-- Problem to solve --
In the lines from the one holding "of the football" through the one holding "Target: football player in mural", inclusive, change "mural" to "poster" and write out only those lines, with nothing else altered.

-- Data for the task --
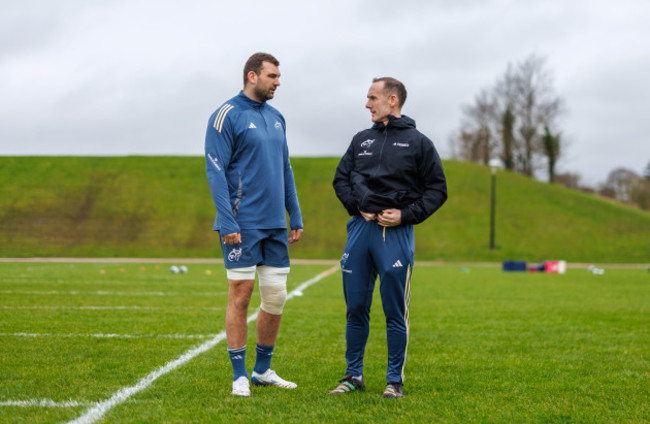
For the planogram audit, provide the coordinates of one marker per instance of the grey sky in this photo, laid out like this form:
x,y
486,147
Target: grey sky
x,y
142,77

==

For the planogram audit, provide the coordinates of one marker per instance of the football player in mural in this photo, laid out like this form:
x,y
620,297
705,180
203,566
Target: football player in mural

-- Task result --
For the planogram audit, provide the coordinates of one marker per instance of the football player in poster in this photo, laid out like this form:
x,y
620,297
705,180
203,566
Target: football player in poster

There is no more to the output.